:: FRAGMENTO DE LECTURA

Entrañable y con corazón, la nueva película de Fernando Trueba es una experiencia sensitiva que pone a prueba la empatía del espectador. En la pantalla se desarrolla un viaje emocional del que es difícil escapar y que muestra sus cartas con una transparencia encomiable
Adaptando la novela de Héctor Abad Faciolince, ‘El olvido que seremos’ relata de manera íntima la vida del padre del autor, el médico Héctor Abad Gómez, carismático líder social y hombre de familia, destacado activista por los derechos humanos en el Medellín polarizado y violento de los años 70.
Al estar tristemente basada en hechos reales, muchos conocerán el desenlace de la historia. Pero aun así, aunque se acuda al cine sabiendo el final, la película es una puñalada directa al corazón. Señal que evidencia las bondades de ‘El olvido que seremos’.

::::
:: CONJUNTO DE REGISTROS

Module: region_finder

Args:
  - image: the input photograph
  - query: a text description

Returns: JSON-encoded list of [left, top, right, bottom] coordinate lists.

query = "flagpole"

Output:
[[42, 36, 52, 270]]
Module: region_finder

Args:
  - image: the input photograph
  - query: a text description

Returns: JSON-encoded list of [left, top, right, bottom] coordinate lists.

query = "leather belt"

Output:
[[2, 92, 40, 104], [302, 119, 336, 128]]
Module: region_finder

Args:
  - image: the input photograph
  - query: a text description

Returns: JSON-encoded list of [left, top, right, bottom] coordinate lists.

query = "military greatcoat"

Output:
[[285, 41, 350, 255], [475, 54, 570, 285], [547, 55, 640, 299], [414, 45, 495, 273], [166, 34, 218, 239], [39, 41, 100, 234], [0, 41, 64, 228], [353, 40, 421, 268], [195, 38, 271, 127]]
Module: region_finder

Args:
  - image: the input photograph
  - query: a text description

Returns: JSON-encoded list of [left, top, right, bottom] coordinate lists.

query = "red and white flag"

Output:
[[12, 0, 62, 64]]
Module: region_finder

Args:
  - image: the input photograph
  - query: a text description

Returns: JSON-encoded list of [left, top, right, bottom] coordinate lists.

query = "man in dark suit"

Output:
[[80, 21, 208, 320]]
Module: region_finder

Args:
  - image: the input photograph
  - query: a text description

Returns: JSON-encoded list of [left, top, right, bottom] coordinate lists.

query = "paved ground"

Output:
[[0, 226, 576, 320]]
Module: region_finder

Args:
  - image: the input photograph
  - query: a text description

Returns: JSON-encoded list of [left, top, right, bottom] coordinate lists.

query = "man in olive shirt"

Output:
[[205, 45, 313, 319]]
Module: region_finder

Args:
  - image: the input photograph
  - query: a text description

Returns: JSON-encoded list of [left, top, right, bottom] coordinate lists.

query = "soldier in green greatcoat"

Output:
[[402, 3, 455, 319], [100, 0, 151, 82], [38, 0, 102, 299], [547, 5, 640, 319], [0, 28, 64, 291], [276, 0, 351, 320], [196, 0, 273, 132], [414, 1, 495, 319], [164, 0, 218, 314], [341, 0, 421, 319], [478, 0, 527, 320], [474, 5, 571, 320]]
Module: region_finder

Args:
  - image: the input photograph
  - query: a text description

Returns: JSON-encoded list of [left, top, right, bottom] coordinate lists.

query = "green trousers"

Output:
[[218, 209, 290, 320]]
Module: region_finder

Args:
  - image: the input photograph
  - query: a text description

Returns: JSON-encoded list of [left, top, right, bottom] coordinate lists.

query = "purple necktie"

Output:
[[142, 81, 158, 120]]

::::

__INSTRUCCIONES DE TRABAJO__. Según el fragmento de lectura, ¿qué profesión ejercía Héctor Abad Gómez? El listado no se requiere para resolver lo que se pide.

__RESPUESTA__. Era médico.